Exercise brief: Please write the next part of the motorcycle suspension guide below, starting right after its final sentence.

══ Selected text

Suspension Explained

Your motorcycle suspension is designed to keeep in contact with the ground, make for a comfortable ride, allow you to turn a corner as you like and provide forward drive. Many experts will tell you that the single biggest benefit to making a rider go faster is suspension. Get this right, and you will have a ride that is very rewarding. With so many different ranges of adjustment available, many people are not keen to set up their bikes. Hopefully after reading this beginners guide, it may encourage riders to try and learn how to make adjustments and improve the capability that their bikes can provide. Then once understood, settings can be confidently made for the different tracks and terrain that the rider is likely to use.

Before you start

Tyre Pressures
On many MX tracks, set both front and rear tyre pressures to 12psi. MX tracks are generally very similar with a mix of sand, mud, rock and dry clay base. Many tyres also benefit from this pressure so it is easier to have one thing that never changes. If you change your tyre pressures to suit a particular track, you will need to adjust your suspension settings to suit as well. It is far easier to make changes to your suspension only rather than tyre pressure and suspension.

SAG settings
SAG is the beginning of all suspension settings to be performed. Static Sag is used to find of the travel on the bike without a rider on board. Rider/Race sag is the suspension setting for the rider on the sitting in their normal riding position. To set these up, refer to your motorcycle owners manual. Depending on the weight of the rider and their gear, fork and shock suspension springs might have to be changed. If these aren't done before adjustments, the suspension may bottom out or not reach full travel.

Rebound Damping
After the spring has compressed during travel, rebound is how quickly the spring returns back to it's normal state before being compressed. If the rebound is set too fast, the bike may kick up over bumps or when accelerating out of corners. If the rebound is too slow, the suspension may 'pack' meaning the suspension will not return back to it's normal state before hitting the next bump.

High Speed Compression Damping
When hitting a square edged bump, whoops or corrugations will cause the the spring to be compressed very fast.

Low Speed Compression Damping
When hitting a soft round edged bump or landing on the down ramp of a jump, the spring will compress slowly. Low speed compression can also help reduce brake dive and reduce the amount of rear end squat under hard acceleration.

Now the fun begins!!

Make sure the sag settings are correct as per your manual to suit you and your normal riding gear. Using your manual, set all suspension settings to their standard positions. Set the suspension adjustments to what your needs are if there are different types of settings (race or comfort).
Now ride (not race!) the bike around a track that you know well so you can begin to get an understanding of what the bike is actually doing when travelling around the track. Pay attention to what the bike is doing because you can then adjust your suspension to make the bike handle to your technique. In the beginning, this will be a slow process as making adjustments cannot be done while moving.

When landing from a jump, does the bike bottom out on it's travel? If yes, adjust for stiffer(more) compression damping. If the bike isn't using the full travel (on big impacts), adjust for less compression damping. If you are unsure of how much travel is used, tie a cable tie around the fork legs and shock absorber and measure the amount used (refer to your manual for travel length). Increase or decrease the compression damping until the suspension uses it's full travel stroke but not bottom hard. While trying to sort out compression, does the bike pogo on rebound (the suspension is accelerating on rebound upwards rather than in control)? If yes, decrease the rebound until the pogo action stops.

════
══ Data section

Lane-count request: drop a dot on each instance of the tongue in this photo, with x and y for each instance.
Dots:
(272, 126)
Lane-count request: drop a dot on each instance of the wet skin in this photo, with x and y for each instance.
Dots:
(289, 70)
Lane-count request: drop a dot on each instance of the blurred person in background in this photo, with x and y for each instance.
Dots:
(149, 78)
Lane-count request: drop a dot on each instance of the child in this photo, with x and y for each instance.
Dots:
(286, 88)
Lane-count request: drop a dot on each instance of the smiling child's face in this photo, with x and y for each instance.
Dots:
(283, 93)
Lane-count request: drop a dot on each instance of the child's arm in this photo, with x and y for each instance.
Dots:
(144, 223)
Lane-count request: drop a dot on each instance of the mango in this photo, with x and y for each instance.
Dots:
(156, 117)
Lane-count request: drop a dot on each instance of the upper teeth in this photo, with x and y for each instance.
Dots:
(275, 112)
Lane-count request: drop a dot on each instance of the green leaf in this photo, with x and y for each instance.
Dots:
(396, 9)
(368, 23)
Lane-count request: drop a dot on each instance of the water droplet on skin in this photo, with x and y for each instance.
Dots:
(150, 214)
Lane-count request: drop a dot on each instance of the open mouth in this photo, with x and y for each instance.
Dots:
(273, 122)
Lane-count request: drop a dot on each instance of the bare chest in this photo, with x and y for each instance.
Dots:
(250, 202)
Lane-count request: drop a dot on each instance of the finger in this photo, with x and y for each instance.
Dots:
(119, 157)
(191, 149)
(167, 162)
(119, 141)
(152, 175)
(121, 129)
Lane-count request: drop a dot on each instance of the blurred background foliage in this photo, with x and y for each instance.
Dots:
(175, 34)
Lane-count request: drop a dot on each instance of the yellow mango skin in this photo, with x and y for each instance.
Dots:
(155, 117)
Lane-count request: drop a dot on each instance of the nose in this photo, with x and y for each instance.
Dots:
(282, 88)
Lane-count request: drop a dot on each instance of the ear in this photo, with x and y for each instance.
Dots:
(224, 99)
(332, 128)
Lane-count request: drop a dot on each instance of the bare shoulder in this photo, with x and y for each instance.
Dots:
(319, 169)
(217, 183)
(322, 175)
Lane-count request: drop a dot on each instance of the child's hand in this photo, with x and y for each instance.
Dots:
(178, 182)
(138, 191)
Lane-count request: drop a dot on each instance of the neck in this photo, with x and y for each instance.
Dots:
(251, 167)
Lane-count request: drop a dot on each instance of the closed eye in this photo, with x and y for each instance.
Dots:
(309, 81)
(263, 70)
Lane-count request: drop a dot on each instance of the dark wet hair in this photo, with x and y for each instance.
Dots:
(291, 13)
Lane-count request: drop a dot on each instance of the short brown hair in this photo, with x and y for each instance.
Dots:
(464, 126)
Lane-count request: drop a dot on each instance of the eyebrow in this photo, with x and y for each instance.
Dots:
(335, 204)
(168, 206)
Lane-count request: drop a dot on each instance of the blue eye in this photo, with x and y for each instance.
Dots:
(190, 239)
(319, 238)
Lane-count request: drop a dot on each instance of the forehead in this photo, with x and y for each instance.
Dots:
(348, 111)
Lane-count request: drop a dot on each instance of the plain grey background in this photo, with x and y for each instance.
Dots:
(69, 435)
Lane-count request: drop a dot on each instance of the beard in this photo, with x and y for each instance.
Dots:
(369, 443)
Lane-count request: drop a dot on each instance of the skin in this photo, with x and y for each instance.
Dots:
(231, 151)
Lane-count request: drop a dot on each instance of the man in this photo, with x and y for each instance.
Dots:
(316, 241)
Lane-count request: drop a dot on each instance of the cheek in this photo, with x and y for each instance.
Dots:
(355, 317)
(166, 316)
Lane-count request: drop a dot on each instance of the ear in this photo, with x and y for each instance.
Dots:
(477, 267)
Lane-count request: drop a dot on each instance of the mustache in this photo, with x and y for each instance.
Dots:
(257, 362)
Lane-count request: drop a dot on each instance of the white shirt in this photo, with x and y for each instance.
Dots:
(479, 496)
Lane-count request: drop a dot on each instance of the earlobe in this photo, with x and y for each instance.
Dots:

════

Output:
On the track, choose a corner that you know well and feel very comfortable with. When going into the corner, does the bike run wide (understeer) or dip in too quickly (oversteer) at the front or rear. When cornering in a rut and the front tyre tends to climb out, correct it the same way as oversteer.
To correct understeer:
Increase rebound on the forks
Decrease fork compression
Decrease rebound on the shock
Decrease shock compression
To correct oversteer:
Decrease rebound on the forks
Increase fork compression
Increase rebound on the shock
Increase shock compression
Hint If the compression still has the cable tie attached, use this to quickly find out if compression is the one to be adjusted. Generally, adjust rebound first as they will give a very quick indication one the next ride through the corner. If there is too much compression, the ride will be harsh and it will feel like you have been beaten up after going for a ride. Soften the compression so the ride is more compliant to your body!

Bumps Whoops & Holes
Hopefully by following the setups for jumps and corners, the suspsension should now be fairly good and with any luck, only very minor adjustments (one click at a time) will need to be made for bumpy terrain.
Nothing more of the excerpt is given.